**WORK TO COMPLETE**
a. In the racing game guide, what two other names are given for the legacy loop?
b. Continue the racing game guide from its final sentence.
--- Begin DOCUMENT SEGMENT ---
Major G1 Races That Generate Common Bonuses
| G1 Race | Distance | Common Winners Among Characters |
| Arima Kinen | 2,500m Long | Tokai Teio, Mejiro McQueen, Narita Brian, Biwa Hayahide, Oguri Cap |
| Japan Cup | 2,400m Long | Special Week, El Condor Pasa, Symboli Rudolf, T.M. Opera O, Oguri Cap |
| Tenno Sho (Spring) | 3,200m Long | Mejiro McQueen, Tokai Teio, T.M. Opera O, Oguri Cap, Mayano Top Gun |
| Tenno Sho (Autumn) | 2,000m Medium | Special Week, El Condor Pasa, Seiun Sky, T.M. Opera O |
| Takarazuka Kinen | 2,200m Medium | Tokai Teio, Narita Brian, Oguri Cap, Symboli Rudolf |
| Nippon Derby (Tokyo Yushun) | 2,400m Long | Special Week, Oguri Cap, Narita Brian, Winning Ticket |
| Kikuka Sho (St. Leger) | 3,000m Long | Biwa Hayahide, Mihono Bourbon, Rice Shower, Seiun Sky |
What Is the Legacy Loop?
The legacy loop (also called the inheritance loop or breeding loop) is a strategy of selecting a small group of characters with high mutual affinity and continuously using them as legacies for each other — cycling through the group until all characters have strong builds.
--- End DOCUMENT SEGMENT ---
--- Begin INFORMATION SUPPLIED ---
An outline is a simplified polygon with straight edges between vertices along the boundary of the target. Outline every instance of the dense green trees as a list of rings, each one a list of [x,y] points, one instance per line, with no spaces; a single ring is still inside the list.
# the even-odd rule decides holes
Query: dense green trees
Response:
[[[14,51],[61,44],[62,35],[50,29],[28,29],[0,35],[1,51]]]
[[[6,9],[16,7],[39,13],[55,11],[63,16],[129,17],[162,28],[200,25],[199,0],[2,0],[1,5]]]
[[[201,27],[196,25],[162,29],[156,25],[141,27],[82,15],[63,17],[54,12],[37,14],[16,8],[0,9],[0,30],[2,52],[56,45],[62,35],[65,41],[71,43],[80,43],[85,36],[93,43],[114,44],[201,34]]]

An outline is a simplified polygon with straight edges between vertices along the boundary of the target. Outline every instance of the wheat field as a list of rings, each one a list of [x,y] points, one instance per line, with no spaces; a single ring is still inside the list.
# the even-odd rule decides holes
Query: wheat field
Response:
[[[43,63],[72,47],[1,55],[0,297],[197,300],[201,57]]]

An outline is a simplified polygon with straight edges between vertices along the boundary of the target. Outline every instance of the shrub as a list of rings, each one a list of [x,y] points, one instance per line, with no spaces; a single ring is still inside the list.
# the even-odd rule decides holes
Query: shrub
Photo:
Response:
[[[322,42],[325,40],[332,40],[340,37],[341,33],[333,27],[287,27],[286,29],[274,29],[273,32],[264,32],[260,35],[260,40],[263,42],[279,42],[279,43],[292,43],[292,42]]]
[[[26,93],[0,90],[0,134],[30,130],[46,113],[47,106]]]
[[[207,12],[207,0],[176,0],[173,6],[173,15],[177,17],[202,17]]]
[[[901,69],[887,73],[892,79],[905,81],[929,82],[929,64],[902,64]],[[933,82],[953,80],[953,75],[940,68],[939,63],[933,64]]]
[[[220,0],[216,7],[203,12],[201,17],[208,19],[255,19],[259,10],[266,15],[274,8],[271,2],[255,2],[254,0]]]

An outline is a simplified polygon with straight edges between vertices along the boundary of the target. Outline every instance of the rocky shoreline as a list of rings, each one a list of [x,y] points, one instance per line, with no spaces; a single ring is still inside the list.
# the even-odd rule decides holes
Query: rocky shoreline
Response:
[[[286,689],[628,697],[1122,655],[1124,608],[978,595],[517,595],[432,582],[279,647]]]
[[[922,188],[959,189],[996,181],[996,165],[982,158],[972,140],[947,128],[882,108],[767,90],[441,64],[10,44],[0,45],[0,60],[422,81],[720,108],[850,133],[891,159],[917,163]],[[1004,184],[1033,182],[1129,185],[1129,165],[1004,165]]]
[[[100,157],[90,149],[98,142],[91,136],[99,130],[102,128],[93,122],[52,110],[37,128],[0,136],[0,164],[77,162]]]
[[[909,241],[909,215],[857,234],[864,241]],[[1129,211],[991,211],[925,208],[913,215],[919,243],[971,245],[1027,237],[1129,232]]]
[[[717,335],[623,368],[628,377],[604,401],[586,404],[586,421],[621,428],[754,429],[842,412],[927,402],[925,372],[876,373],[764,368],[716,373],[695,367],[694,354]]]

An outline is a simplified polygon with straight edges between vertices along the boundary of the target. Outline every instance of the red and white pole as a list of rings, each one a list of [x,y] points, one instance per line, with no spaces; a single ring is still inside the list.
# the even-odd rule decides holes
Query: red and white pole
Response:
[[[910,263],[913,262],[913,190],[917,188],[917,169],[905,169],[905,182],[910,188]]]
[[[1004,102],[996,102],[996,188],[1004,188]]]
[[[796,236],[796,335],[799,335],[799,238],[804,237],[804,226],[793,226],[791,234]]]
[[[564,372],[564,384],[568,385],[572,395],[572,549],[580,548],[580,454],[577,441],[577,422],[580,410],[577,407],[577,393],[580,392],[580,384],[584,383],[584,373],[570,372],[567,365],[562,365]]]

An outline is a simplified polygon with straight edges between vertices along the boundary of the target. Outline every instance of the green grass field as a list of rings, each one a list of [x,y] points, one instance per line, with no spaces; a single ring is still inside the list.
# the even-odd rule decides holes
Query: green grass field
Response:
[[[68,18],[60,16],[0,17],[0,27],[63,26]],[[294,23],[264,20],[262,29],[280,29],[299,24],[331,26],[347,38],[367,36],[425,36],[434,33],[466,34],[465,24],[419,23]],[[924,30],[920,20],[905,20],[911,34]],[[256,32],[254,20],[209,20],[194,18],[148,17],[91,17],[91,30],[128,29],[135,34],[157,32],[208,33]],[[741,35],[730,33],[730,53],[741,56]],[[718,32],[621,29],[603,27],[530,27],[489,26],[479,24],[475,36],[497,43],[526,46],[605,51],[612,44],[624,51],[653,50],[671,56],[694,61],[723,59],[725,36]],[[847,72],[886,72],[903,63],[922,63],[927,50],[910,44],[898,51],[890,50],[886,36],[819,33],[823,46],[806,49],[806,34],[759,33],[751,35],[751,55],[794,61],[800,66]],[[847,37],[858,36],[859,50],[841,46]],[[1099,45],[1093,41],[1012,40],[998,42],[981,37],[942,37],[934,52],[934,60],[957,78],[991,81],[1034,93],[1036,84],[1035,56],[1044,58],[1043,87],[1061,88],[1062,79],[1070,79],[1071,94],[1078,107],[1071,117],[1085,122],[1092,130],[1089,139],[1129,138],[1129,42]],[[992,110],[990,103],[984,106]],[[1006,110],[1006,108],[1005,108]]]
--- End INFORMATION SUPPLIED ---
**EXPECTED RESULTS**
a. The inheritance loop and the breeding loop.

b.
The idea: if Characters A, B, C, and D all have high affinity with each other, you can train A using B and C as legacies, then train B using A and C, then train C using A and B, and so on. Each trained version becomes a stronger legacy for the next, gradually improving all four characters in the group.
Legacy Loop Is an Older Strategy
The legacy loop was very popular during Uma Musume's Japanese server early days, but it has largely fallen out of favor. The strategy's major weakness is that you become dependent on a small character pool — and if any of your loop characters fall behind the meta, the whole loop suffers. Modern play tends to prioritize flexibility and using the strongest available legacies for each run regardless of loop considerations.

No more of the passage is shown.